MATERIAL PROVIDED |

BEGIN

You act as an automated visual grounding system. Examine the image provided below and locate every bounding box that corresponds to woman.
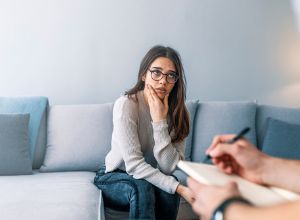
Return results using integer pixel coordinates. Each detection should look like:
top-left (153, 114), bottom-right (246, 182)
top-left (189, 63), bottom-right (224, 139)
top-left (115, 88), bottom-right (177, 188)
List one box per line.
top-left (95, 46), bottom-right (192, 220)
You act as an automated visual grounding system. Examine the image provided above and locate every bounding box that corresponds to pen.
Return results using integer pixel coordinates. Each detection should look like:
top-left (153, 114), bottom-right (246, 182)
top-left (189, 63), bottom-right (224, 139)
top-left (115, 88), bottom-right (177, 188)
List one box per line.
top-left (203, 127), bottom-right (250, 162)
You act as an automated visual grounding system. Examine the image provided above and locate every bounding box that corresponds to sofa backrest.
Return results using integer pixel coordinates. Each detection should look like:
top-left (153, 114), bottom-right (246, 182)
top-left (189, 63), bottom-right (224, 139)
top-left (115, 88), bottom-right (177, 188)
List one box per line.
top-left (191, 102), bottom-right (256, 162)
top-left (256, 105), bottom-right (300, 149)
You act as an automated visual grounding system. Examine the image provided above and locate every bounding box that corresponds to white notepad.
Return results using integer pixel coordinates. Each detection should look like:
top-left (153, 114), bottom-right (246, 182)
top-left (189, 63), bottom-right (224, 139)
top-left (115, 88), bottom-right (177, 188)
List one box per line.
top-left (177, 160), bottom-right (300, 206)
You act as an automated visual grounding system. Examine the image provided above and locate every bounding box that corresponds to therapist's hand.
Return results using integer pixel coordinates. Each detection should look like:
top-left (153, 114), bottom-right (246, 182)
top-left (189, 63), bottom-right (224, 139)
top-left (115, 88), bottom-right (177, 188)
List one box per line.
top-left (206, 135), bottom-right (269, 184)
top-left (187, 177), bottom-right (240, 220)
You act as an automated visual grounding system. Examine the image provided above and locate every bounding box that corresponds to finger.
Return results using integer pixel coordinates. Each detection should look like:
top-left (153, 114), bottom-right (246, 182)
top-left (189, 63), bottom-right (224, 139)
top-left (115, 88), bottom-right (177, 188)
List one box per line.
top-left (209, 142), bottom-right (239, 157)
top-left (206, 134), bottom-right (235, 154)
top-left (187, 177), bottom-right (206, 192)
top-left (225, 181), bottom-right (238, 190)
top-left (149, 85), bottom-right (159, 99)
top-left (147, 84), bottom-right (154, 101)
top-left (164, 93), bottom-right (169, 108)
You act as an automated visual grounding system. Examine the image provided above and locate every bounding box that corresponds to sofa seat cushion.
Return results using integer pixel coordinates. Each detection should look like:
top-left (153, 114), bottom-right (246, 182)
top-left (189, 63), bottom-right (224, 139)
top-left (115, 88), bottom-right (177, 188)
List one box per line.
top-left (40, 103), bottom-right (113, 172)
top-left (0, 172), bottom-right (104, 220)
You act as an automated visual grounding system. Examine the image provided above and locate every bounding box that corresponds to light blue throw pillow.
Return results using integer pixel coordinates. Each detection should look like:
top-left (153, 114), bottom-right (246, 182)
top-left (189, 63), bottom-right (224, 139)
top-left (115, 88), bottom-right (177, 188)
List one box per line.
top-left (0, 97), bottom-right (48, 168)
top-left (262, 118), bottom-right (300, 160)
top-left (0, 114), bottom-right (32, 175)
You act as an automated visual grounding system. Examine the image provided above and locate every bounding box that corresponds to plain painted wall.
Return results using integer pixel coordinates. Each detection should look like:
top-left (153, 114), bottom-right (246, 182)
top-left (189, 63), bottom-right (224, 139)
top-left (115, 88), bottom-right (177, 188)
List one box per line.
top-left (0, 0), bottom-right (300, 107)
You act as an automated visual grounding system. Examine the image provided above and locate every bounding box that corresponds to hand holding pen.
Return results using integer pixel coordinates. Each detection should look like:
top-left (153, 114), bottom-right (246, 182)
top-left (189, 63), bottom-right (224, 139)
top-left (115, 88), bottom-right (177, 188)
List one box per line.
top-left (203, 127), bottom-right (250, 162)
top-left (206, 129), bottom-right (269, 184)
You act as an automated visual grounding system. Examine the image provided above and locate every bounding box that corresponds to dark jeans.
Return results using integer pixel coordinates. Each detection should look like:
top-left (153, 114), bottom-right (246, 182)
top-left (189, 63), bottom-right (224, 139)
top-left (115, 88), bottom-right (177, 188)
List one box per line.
top-left (94, 166), bottom-right (180, 220)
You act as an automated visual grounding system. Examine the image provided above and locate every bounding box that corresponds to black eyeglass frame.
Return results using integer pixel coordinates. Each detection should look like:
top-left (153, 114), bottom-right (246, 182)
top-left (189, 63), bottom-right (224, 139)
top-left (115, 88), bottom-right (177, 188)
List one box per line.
top-left (148, 69), bottom-right (179, 84)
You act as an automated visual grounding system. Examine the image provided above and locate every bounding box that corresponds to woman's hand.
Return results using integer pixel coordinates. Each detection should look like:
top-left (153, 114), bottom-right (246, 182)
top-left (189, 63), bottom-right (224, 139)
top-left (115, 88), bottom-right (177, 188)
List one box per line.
top-left (144, 84), bottom-right (169, 122)
top-left (176, 184), bottom-right (194, 204)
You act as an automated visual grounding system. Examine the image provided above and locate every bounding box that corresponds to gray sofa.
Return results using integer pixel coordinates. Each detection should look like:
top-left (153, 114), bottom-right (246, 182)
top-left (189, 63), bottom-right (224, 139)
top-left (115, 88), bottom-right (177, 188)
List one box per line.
top-left (0, 97), bottom-right (300, 220)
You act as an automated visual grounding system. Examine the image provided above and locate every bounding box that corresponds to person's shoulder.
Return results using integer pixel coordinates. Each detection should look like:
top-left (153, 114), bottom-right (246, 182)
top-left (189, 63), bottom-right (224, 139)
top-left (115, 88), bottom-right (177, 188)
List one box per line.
top-left (114, 95), bottom-right (138, 118)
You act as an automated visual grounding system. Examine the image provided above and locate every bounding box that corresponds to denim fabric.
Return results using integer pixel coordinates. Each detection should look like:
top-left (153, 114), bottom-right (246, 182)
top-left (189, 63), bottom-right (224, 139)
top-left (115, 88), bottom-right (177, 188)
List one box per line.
top-left (94, 166), bottom-right (180, 220)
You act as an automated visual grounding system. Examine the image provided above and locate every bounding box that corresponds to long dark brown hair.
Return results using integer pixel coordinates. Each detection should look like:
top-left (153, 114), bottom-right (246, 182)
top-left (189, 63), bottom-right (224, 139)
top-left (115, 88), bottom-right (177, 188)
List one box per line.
top-left (125, 45), bottom-right (190, 143)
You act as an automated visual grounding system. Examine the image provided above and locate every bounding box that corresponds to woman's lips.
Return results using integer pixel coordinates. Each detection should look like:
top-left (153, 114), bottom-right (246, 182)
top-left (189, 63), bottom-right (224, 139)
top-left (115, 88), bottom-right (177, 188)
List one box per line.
top-left (155, 88), bottom-right (167, 93)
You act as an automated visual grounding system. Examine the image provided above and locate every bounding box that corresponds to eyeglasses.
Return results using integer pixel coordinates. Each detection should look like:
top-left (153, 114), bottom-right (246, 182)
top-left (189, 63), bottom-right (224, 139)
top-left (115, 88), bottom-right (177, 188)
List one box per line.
top-left (149, 69), bottom-right (179, 84)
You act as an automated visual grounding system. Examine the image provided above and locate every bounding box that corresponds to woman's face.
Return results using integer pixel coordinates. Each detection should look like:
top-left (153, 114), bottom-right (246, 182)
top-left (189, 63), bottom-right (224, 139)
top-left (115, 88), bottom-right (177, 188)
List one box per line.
top-left (143, 57), bottom-right (177, 100)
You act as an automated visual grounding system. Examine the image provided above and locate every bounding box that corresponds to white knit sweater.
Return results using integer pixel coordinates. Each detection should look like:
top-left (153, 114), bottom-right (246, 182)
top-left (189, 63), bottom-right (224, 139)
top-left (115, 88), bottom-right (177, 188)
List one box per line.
top-left (105, 91), bottom-right (185, 194)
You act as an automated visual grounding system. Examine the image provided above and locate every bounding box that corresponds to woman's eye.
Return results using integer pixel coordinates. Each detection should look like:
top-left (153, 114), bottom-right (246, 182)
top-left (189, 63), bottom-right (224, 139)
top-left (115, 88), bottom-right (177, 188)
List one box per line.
top-left (168, 73), bottom-right (177, 78)
top-left (153, 70), bottom-right (161, 76)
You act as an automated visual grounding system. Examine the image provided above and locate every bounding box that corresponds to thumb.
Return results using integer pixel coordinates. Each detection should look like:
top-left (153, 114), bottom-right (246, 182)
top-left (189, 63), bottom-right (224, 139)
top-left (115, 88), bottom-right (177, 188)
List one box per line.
top-left (187, 177), bottom-right (206, 192)
top-left (209, 143), bottom-right (236, 157)
top-left (164, 93), bottom-right (170, 107)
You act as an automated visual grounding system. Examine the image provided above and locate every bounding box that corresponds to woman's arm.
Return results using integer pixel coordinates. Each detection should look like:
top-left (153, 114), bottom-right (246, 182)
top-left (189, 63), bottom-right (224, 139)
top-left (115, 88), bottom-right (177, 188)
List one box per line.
top-left (144, 85), bottom-right (184, 175)
top-left (152, 120), bottom-right (185, 174)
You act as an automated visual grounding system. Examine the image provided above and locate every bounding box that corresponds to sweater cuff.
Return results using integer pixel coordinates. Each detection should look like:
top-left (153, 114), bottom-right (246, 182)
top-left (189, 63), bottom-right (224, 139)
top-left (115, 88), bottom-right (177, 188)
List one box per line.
top-left (171, 178), bottom-right (179, 194)
top-left (152, 119), bottom-right (170, 143)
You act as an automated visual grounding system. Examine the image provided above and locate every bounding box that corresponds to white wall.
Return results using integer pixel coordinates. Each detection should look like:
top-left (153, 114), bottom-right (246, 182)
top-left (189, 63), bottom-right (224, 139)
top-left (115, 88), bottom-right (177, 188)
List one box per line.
top-left (0, 0), bottom-right (300, 107)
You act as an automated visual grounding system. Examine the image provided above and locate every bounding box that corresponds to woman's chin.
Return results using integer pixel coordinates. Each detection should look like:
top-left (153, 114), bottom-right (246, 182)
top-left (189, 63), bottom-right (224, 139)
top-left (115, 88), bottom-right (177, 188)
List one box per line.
top-left (157, 94), bottom-right (165, 100)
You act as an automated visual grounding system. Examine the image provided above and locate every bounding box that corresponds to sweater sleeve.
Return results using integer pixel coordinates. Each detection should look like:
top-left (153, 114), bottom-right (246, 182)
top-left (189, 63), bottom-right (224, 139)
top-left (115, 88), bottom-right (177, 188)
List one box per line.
top-left (113, 97), bottom-right (179, 194)
top-left (152, 120), bottom-right (185, 175)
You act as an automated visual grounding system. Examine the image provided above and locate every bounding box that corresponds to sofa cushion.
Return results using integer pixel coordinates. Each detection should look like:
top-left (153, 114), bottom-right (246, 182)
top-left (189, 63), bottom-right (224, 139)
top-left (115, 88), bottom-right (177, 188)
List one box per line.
top-left (0, 172), bottom-right (104, 220)
top-left (0, 97), bottom-right (48, 168)
top-left (0, 114), bottom-right (32, 175)
top-left (184, 100), bottom-right (199, 161)
top-left (192, 102), bottom-right (256, 162)
top-left (262, 118), bottom-right (300, 160)
top-left (256, 105), bottom-right (300, 149)
top-left (40, 103), bottom-right (113, 172)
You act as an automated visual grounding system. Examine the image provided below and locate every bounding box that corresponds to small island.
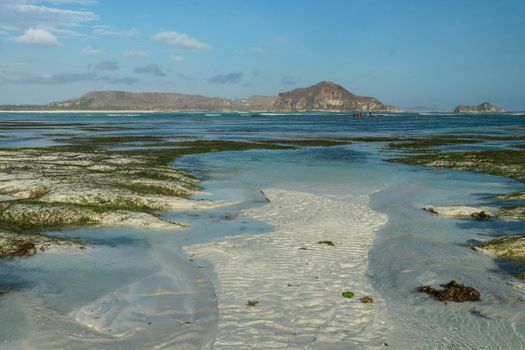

END

EXERCISE DESCRIPTION |
Rewrite everything from the start of the data down to the line containing "top-left (177, 160), bottom-right (300, 206)", replacing "integer pixel coordinates" with "whole-number pixel coordinates" throughout and changing nothing else. Leave out the pictures.

SOLUTION TO THIS TASK |
You act as an automated visual grounding system. Examine the image provided below and locate every bounding box that corresponds to woman.
Return results using whole-number pixel coordinates. Each detection should look like:
top-left (153, 114), bottom-right (246, 182)
top-left (189, 63), bottom-right (224, 139)
top-left (115, 88), bottom-right (177, 188)
List one box per line.
top-left (95, 46), bottom-right (192, 220)
You act as an automated visual grounding system. Examine the image provided above and locate every bounding box that corresponds to pen.
Return results using whole-number pixel coordinates. Each detection should look like:
top-left (153, 114), bottom-right (246, 182)
top-left (189, 63), bottom-right (224, 139)
top-left (115, 88), bottom-right (177, 188)
List one box per line.
top-left (203, 127), bottom-right (250, 162)
You act as an automated visual grounding system. Examine the image provided above and locate every bounding box that corresponds to sofa backrest.
Return results using whole-number pixel coordinates. Each detection should look like:
top-left (153, 114), bottom-right (246, 182)
top-left (189, 63), bottom-right (224, 139)
top-left (115, 88), bottom-right (177, 188)
List one box per line.
top-left (191, 102), bottom-right (256, 162)
top-left (256, 105), bottom-right (300, 149)
You act as an automated visual grounding system. Examine the image provided above and locate every bounding box that corresponds to white notepad.
Return results using whole-number pixel coordinates. Each detection should look like:
top-left (153, 114), bottom-right (246, 182)
top-left (189, 63), bottom-right (224, 139)
top-left (115, 88), bottom-right (177, 188)
List one box per line.
top-left (177, 160), bottom-right (300, 206)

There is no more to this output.